START Given records

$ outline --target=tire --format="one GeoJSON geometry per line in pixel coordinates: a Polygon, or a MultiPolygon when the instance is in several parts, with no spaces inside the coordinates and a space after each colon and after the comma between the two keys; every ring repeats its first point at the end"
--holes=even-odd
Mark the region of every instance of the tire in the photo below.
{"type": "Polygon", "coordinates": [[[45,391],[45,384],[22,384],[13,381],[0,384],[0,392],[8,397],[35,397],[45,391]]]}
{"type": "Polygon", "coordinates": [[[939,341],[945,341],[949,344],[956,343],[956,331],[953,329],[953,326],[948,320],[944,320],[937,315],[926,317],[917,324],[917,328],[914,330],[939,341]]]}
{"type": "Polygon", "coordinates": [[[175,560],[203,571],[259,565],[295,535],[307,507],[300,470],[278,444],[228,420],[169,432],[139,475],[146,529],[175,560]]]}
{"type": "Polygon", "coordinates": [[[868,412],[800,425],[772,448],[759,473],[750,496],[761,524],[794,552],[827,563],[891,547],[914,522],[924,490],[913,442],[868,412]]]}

END Given records

» **About this task**: The whole listing needs repeating. Match each line exactly.

» **Expected answer**:
$ outline --target=tire --format="one GeoJSON geometry per line in pixel coordinates: a Polygon, or a MultiPolygon when the instance is in several parts, with no spaces inside the coordinates and a space after each colon and after the comma between the two keys; every ring repeats its first point at the end"
--holes=even-odd
Mark the region of every instance of the tire in the photo below.
{"type": "Polygon", "coordinates": [[[45,391],[45,384],[22,384],[13,381],[0,384],[0,392],[8,397],[35,397],[45,391]]]}
{"type": "Polygon", "coordinates": [[[939,341],[945,341],[949,344],[956,343],[956,331],[953,329],[953,326],[948,320],[944,320],[937,315],[926,317],[917,324],[917,328],[914,330],[939,341]]]}
{"type": "Polygon", "coordinates": [[[175,560],[203,571],[259,565],[295,535],[307,507],[300,470],[278,444],[228,420],[169,432],[139,475],[146,529],[175,560]]]}
{"type": "Polygon", "coordinates": [[[868,412],[800,425],[772,448],[759,473],[750,496],[761,524],[794,552],[827,563],[891,547],[914,522],[924,490],[913,442],[868,412]]]}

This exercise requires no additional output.